### DIRECTIONS
Reproduce, without alteration, the lines of the records below from the line containing "Practice step: pick out every instance of the dark" up to and including the line containing "[(69, 301), (195, 316), (231, 351)]".

### RECORD EXTRACTS
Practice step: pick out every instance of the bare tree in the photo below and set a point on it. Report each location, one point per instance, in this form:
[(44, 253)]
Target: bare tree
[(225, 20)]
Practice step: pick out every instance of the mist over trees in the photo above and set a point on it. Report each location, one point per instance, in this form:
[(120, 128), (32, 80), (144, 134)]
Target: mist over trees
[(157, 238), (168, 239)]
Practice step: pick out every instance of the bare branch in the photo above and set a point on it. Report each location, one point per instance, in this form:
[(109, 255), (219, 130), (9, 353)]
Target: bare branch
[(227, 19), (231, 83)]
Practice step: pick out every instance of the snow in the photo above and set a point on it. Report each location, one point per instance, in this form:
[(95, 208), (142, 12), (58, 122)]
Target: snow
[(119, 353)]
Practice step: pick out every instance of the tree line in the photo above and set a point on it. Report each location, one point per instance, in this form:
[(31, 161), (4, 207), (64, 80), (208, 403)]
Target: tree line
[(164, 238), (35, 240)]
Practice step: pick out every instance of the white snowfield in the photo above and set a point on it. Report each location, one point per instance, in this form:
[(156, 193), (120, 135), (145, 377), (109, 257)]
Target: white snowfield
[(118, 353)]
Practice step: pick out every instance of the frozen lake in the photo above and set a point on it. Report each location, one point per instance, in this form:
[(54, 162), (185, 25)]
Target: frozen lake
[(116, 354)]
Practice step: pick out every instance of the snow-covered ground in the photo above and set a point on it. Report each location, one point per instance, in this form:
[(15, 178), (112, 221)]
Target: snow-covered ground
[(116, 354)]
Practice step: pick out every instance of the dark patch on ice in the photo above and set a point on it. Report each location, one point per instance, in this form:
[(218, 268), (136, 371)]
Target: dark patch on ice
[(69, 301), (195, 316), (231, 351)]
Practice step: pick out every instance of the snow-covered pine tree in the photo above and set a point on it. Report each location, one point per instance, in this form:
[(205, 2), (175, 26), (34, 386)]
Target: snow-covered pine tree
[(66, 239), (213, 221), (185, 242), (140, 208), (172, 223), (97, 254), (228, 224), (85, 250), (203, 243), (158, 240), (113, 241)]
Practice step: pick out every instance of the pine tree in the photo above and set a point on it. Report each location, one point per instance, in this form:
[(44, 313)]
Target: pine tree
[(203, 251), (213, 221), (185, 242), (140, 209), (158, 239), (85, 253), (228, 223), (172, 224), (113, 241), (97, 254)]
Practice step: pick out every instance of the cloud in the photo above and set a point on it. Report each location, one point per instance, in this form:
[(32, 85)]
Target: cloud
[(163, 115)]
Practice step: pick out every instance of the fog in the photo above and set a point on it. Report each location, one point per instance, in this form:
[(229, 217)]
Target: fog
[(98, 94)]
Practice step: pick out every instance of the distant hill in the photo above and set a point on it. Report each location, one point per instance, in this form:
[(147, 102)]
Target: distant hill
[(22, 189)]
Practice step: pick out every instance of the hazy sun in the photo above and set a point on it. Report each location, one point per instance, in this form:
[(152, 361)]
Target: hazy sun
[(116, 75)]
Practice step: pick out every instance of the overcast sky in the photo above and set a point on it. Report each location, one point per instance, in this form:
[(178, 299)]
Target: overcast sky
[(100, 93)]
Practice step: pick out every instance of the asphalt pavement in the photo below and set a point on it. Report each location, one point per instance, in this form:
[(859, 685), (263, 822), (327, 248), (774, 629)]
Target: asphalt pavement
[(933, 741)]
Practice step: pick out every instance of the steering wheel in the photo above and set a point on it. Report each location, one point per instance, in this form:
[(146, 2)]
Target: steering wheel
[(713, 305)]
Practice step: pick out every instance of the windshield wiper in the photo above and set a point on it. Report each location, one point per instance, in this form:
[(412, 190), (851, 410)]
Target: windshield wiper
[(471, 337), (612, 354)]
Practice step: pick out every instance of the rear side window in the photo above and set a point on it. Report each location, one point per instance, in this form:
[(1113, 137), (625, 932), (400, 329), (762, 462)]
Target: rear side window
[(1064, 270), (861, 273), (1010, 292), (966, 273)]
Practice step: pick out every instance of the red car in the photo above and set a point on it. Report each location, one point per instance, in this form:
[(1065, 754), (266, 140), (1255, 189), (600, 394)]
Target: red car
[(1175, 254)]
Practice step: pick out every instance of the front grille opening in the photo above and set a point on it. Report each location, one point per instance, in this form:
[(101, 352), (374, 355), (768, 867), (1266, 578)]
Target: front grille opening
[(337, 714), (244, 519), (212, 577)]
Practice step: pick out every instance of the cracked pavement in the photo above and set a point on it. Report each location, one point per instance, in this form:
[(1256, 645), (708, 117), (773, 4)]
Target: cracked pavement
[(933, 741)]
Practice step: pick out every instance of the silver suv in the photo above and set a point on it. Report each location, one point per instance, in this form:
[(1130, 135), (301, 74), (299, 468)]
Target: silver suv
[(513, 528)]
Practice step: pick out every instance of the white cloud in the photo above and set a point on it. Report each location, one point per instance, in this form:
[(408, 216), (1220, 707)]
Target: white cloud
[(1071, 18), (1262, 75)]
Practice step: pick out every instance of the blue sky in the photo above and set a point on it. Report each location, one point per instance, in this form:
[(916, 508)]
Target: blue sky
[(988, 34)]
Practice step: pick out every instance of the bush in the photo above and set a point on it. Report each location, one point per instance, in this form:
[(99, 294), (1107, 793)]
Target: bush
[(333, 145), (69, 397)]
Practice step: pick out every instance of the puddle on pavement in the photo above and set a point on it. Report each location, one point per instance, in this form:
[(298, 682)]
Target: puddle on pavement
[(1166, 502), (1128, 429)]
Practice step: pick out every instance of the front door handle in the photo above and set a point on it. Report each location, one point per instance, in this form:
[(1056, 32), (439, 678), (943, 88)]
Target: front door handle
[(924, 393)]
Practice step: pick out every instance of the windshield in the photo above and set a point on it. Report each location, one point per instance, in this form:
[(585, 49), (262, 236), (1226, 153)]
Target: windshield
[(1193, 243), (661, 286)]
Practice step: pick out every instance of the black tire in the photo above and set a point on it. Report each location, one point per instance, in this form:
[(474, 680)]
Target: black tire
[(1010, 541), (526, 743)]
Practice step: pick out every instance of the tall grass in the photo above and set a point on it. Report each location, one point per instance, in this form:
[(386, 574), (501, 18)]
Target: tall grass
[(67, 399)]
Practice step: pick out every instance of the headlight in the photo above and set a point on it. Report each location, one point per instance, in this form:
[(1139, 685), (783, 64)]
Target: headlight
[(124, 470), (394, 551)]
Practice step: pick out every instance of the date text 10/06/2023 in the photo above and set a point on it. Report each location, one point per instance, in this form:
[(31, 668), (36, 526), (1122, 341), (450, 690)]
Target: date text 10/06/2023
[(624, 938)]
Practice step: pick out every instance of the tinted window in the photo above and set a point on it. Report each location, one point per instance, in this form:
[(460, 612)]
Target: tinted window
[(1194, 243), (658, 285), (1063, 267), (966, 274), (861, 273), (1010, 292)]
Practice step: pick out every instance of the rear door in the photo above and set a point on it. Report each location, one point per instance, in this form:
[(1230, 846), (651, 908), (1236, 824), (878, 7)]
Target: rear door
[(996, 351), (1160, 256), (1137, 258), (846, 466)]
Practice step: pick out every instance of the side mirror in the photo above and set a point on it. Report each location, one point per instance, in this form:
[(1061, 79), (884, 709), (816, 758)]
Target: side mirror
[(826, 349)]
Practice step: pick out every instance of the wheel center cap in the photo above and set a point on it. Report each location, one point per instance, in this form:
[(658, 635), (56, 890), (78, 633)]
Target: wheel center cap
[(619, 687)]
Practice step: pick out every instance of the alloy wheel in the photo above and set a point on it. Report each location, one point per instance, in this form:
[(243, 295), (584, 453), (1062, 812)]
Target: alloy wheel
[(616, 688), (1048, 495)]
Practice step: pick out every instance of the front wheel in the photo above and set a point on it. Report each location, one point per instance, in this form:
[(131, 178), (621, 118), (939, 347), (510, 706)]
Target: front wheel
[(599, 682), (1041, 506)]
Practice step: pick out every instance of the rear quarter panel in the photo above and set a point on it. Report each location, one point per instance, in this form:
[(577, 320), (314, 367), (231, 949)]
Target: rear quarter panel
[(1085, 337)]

### EXERCISE OUTPUT
Practice step: pick out every instance of the dark patch on ice in the photo above and set a point on it. Report each location, one point per instance, in this form:
[(218, 268), (136, 371)]
Target: dark patch on ice
[(69, 301), (195, 316), (231, 351)]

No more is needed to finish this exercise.